## Testo fornito
L’album si apre con la mazzata rock anni ’70 di Chrome Mess, che ricorda degli AC/DC in salsa glam e contiene una preghiera rivolta a Sister Sludge. Poi c’è Rio’s Song di Sweeney, con le armonie che ricordano i Chavez e certi enigmi nel testo (“Per quanto tempo e quanto in alto cavalchiamo / Mentre aspettiamo che l’ombra risponda?”). Il video è un remake di quello di Waiting on a Friend degli Stones, con Malkmus nei panni di Mick e Sweeney in quelli di Keith. È stato girato su gradini di New York immortalati sulla copertina di Physical Graffiti dei Led Zeppelin.

Malkmus suona la chitarra in uno stile che può ricordare Richard Thompson nell’ottima Heel Highway, una di quelle ballad brillanti che potrebbe scrivere anche dormendo (anzi, probabilmente è così che l’ha composta), con immagini poetiche sballate un po’ alla maniera di Pig Lib o Real Emotional Trash dei Jicks, tipo “Racimolando un po’ di hashish liquido / Preparato in modo che i colori lampeggino”.

Gli Hard Quartet si divertono ancora di più nella seconda parte del disco, quando di solito chi ascolta smette di prestare attenzione. Le canzoni diventano più lunghe, rilassate, scalcinate. Jacked Existence è una bellissima nenia acustica nello stile cupo di Traditional Techniques. Poi Malk, a sorpresa, tira fuori alcune ballad utilizzando una delle sue modalità preferite di scrittura dei testi: quella che lo vede nei panni dell’improbabile life coach, lo stesso che ha interpretato in Major Leagues, Malediction, Share the Red o Middle America. Un po’ come in quelle canzoni, fa tirate motivazionali sull’uscire dalla comfort zone in cerca d’interazioni umane che altrimenti eviteremmo. Come in Hey e Six Deaf Rats, dove confessa: “Non sono fatto per essere indifferente a tutto quel che vedo / Infastidire i ragazzi delle confraternite, quello sì che mi divertiva”.

## Dati forniti
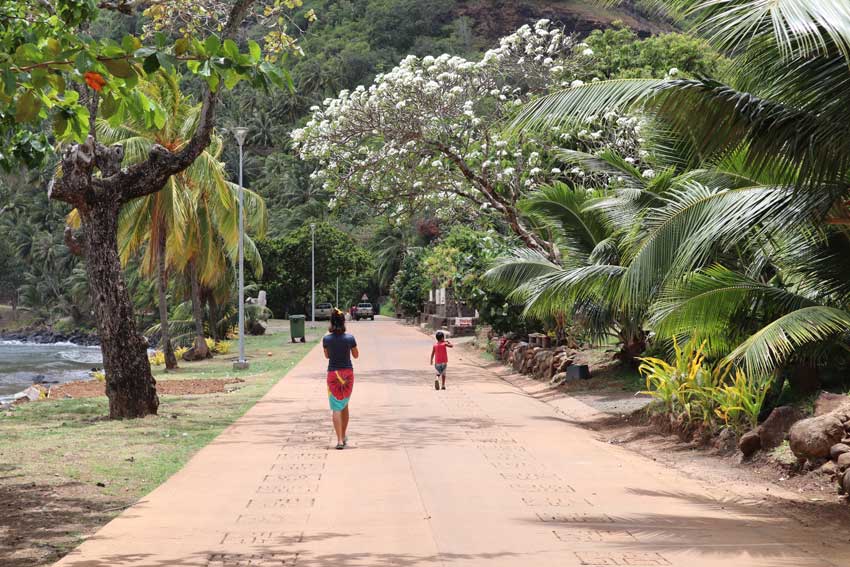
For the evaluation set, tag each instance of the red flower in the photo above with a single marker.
(95, 80)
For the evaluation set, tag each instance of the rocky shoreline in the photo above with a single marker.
(47, 336)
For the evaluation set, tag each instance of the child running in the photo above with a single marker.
(440, 358)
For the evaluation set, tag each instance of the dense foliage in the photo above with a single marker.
(287, 269)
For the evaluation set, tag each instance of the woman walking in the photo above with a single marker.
(339, 348)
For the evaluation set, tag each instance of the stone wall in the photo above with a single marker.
(541, 363)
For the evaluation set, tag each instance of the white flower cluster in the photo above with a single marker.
(409, 130)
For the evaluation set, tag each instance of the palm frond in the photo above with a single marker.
(578, 104)
(773, 345)
(521, 265)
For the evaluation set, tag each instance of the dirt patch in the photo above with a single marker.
(94, 388)
(41, 523)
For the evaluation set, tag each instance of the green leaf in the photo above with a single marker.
(212, 44)
(27, 53)
(38, 77)
(144, 52)
(53, 46)
(10, 82)
(151, 64)
(255, 51)
(83, 62)
(118, 67)
(231, 78)
(231, 50)
(212, 81)
(60, 124)
(159, 118)
(27, 107)
(130, 43)
(108, 106)
(166, 61)
(181, 46)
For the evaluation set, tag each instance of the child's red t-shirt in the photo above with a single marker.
(440, 354)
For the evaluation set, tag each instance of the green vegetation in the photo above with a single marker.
(56, 442)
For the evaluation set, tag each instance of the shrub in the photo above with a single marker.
(157, 358)
(700, 394)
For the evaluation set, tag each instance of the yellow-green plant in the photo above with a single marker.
(693, 389)
(739, 399)
(157, 358)
(222, 347)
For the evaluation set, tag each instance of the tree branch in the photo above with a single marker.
(150, 175)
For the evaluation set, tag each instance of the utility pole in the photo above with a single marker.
(240, 133)
(313, 272)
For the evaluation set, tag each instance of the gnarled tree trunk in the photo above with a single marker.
(130, 385)
(164, 333)
(98, 198)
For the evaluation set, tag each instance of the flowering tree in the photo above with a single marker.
(52, 69)
(432, 128)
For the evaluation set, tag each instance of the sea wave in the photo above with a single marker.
(85, 356)
(63, 343)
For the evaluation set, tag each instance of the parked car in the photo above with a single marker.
(364, 311)
(324, 311)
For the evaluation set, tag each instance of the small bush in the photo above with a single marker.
(222, 347)
(157, 358)
(698, 394)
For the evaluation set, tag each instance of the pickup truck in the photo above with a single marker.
(364, 311)
(324, 311)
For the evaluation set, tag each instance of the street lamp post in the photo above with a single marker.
(313, 272)
(240, 133)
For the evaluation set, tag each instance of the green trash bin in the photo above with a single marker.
(296, 327)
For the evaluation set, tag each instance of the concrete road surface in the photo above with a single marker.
(479, 474)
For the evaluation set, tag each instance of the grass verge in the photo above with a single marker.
(65, 470)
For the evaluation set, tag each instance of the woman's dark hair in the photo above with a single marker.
(337, 322)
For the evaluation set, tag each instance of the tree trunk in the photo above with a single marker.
(130, 386)
(213, 307)
(201, 350)
(165, 335)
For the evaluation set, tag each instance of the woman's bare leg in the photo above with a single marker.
(344, 417)
(337, 419)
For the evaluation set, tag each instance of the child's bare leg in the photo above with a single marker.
(344, 416)
(337, 418)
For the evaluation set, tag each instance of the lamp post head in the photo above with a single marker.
(240, 133)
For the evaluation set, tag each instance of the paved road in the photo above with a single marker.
(480, 474)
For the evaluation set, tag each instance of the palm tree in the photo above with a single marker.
(211, 240)
(773, 143)
(193, 221)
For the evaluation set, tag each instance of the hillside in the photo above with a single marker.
(496, 18)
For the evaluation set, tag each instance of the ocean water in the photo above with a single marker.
(22, 363)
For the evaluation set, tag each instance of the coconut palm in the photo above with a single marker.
(193, 221)
(772, 144)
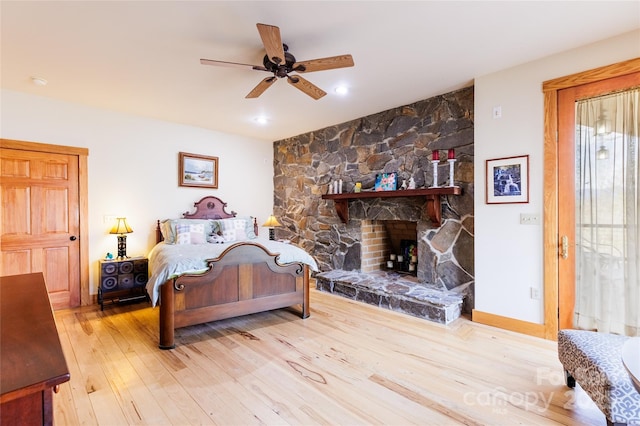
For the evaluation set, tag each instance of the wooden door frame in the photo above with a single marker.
(83, 197)
(550, 217)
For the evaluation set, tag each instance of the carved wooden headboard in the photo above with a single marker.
(210, 208)
(207, 208)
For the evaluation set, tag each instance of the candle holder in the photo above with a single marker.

## Cosa fare
A. Nei record, parti dalla riga che contiene "For the evaluation set, tag each instance of the paved" e arriva fino alla fine, includendo entrambi gli estremi. Riscrivi queste righe, richieste comprese, aggiungendo -52 a ogni coordinata delle risposte e tralasciando le immagini.
B. Estendi la recensione dell'album degli Hard Quartet, proseguendo subito dopo l'ultima frase riportata.

## Le risposte
A.
For the evaluation set, tag each instance of the paved road in the photo above with a single marker.
(428, 422)
For the evaluation set, tag each instance of the palm tree in the photo above with a single marker.
(159, 188)
(721, 91)
(141, 169)
For the evaluation set, tag each instance of the hillside in the photo above with a single marker.
(444, -34)
For the evaluation set, tag each instance of the ocean water in the photo above with a single marker.
(-30, 311)
For the evaluation set, tag each instance of the coconut palm in the photo above with a single marker.
(141, 169)
(720, 92)
For the evaluation set, tag each instance of the wooden door frame in the photo above with a single marker.
(31, 145)
(498, 165)
For the evaluation set, tag each instance of the carved wooden headboard in the photo above with a single marker.
(158, 156)
(155, 156)
For the evaluation set, tag each instance of the candle holder in the photo above with a single marker.

B.
Il 1° ottobre i Pavement hanno tenuto un concerto a New York, una data one shot organizzata per promuovere Pavements, il mockumentary sulla band diretto da Alex Ross Perry. È stata una gran festa in cui si sono ascoltati pezzi dei primi EP come Debris Slide, Box Elder e l’incredibile Perfect Depth. L’impressione è gli Hard Quartet siano un passatempo da non prendere troppo sul serio, eppure qua dentro c’è una bella dose di Malk, delle sue chitarre, del suo canto. Non si sa mai cosa aspettarsi da gente come lui, Sweeney o gli altri del gruppo. Una cosa è certa: gli Hard Quartet sono il frutto della meravigliosa ispirazione stralunata che condividono.

Da Rolling Stone US.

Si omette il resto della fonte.